WHAT NEEDS TO BE DONE
Print the line that contains "Every instance of the upholstered headboard" and every line after it through the last line of the records below, exactly as written and nothing else.

DATA LINES
* START *

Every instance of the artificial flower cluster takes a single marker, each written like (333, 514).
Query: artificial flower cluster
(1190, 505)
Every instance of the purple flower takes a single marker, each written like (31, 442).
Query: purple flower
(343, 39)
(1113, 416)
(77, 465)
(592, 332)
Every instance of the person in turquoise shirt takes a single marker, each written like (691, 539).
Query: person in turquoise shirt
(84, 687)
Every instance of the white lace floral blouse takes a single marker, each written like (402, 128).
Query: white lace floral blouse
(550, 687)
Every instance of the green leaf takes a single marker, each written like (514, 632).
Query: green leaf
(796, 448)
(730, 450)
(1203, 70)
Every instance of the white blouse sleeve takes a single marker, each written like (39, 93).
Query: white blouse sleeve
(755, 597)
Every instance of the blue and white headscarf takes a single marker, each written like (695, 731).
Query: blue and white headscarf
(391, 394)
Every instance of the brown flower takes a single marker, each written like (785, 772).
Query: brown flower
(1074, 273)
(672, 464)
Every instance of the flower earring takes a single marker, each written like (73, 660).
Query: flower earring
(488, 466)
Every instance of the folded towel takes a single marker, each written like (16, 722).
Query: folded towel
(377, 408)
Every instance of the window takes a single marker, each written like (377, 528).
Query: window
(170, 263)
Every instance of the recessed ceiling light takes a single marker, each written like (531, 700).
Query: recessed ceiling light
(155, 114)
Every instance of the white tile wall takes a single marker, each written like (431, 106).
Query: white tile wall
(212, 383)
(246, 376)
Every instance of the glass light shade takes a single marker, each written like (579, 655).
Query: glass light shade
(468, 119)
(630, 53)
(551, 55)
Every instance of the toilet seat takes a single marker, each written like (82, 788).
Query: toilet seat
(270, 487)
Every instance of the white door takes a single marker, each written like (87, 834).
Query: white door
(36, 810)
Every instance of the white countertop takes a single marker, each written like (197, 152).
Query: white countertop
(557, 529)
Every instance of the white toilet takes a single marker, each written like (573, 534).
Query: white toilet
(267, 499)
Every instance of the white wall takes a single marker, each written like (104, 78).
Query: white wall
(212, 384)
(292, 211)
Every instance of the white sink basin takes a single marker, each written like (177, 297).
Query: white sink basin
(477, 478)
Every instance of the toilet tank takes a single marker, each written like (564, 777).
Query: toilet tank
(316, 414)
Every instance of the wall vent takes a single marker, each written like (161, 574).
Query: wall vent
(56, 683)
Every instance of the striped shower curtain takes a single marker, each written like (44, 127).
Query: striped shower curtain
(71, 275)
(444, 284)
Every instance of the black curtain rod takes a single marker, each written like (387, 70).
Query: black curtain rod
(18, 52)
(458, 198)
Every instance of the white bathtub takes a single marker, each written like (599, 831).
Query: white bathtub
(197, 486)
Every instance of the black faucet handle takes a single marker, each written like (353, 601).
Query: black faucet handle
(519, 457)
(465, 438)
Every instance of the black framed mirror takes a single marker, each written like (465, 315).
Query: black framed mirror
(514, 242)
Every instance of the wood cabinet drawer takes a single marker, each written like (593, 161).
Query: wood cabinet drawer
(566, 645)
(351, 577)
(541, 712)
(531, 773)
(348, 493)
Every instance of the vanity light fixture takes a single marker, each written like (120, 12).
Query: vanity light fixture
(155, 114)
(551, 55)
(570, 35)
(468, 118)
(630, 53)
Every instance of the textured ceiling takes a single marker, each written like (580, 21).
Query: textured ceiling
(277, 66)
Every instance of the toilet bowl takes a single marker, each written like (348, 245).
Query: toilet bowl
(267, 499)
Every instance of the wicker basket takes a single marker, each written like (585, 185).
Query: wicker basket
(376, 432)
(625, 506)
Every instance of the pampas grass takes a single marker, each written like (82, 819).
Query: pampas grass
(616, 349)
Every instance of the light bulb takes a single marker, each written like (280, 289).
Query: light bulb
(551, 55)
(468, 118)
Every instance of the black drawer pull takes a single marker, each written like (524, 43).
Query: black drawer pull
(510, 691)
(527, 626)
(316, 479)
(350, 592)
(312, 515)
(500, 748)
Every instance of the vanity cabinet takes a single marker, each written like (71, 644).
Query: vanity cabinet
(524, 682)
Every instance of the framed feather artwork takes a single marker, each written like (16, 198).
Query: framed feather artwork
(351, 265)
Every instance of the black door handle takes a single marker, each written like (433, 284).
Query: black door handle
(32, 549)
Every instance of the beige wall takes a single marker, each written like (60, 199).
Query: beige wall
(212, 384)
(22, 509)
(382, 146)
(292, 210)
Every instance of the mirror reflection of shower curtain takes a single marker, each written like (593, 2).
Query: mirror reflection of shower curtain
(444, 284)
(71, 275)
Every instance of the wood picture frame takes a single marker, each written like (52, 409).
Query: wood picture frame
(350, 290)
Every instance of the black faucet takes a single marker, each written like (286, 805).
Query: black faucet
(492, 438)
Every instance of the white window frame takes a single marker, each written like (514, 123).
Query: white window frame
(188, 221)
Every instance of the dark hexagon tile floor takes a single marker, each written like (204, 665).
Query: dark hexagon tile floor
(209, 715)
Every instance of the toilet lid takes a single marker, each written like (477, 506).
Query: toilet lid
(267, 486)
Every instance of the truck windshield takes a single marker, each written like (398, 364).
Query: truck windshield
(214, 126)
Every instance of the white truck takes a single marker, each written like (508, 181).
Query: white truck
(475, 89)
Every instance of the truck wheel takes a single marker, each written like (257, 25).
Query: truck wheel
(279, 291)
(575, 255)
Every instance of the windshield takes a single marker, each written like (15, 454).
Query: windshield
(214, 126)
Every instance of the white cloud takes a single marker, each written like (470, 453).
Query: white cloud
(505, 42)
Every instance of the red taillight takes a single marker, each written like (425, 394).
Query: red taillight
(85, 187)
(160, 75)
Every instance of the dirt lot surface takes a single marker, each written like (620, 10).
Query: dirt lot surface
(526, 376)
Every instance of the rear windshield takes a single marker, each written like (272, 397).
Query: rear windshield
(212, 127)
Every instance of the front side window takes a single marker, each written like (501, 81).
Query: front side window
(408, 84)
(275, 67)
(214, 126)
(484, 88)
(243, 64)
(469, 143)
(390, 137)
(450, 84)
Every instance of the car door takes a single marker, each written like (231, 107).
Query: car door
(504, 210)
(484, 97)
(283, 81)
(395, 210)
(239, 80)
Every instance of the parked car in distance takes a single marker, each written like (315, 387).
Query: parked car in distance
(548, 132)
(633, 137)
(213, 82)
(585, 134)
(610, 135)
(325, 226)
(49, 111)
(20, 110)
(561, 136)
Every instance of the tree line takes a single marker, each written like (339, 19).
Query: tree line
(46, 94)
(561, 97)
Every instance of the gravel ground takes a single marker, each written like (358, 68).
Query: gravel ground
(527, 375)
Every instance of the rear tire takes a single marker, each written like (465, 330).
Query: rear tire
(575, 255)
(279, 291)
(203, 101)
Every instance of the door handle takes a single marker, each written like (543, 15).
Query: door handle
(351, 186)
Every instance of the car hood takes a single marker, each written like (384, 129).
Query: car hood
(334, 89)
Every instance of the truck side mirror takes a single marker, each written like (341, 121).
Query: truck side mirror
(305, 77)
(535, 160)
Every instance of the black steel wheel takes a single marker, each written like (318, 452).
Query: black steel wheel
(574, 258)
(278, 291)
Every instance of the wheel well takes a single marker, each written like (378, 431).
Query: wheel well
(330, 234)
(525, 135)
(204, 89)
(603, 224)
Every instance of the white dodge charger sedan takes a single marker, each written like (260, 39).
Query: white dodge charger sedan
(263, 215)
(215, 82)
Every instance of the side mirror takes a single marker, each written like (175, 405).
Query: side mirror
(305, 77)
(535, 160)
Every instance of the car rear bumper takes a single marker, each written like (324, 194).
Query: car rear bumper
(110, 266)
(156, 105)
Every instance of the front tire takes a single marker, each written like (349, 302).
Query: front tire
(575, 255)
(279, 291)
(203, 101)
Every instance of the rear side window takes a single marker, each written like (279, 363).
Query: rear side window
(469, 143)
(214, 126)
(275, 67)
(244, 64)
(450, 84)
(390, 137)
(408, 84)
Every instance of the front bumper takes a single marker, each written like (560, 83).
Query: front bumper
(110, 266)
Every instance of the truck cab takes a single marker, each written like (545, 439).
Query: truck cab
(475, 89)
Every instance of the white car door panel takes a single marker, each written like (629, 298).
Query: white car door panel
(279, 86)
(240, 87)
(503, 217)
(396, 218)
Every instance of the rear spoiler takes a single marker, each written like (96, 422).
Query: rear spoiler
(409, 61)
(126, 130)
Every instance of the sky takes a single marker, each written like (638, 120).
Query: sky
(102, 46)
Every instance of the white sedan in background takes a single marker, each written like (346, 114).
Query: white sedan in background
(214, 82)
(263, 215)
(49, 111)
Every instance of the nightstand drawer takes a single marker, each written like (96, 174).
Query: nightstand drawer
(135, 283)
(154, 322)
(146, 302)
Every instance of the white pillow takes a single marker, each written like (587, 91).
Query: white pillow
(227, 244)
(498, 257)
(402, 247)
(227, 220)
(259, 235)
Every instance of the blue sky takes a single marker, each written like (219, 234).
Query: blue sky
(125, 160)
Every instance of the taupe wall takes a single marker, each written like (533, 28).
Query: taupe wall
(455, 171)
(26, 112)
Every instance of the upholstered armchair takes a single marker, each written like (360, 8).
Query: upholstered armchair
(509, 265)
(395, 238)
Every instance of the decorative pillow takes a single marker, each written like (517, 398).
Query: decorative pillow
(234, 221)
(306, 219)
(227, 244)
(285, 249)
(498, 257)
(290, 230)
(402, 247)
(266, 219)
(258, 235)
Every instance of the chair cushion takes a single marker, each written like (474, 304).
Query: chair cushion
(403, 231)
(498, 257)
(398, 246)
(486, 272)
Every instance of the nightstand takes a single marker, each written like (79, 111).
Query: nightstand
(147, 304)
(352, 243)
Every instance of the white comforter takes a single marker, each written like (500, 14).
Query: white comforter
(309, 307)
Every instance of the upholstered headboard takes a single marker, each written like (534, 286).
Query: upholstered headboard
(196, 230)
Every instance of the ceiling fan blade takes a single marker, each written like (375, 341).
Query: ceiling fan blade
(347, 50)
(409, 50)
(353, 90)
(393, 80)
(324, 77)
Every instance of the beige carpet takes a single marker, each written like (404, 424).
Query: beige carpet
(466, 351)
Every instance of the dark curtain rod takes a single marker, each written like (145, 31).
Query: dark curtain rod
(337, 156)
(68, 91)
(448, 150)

* END *

EXERCISE RESULT
Every instance of the upholstered headboard takes a single marker, each written like (534, 286).
Query: upholstered headboard
(196, 230)
Every instance of the ceiling fan blade takes a single marker, each written like (375, 341).
Query: ceiling fan blade
(347, 50)
(409, 50)
(353, 90)
(393, 80)
(324, 77)
Every instance of the beige carpet takes a single marker, each written like (404, 424).
Query: beige carpet
(466, 351)
Every instance of the dark curtain rod takes a single marker, each written like (145, 31).
Query: dark curtain rod
(337, 156)
(68, 91)
(448, 150)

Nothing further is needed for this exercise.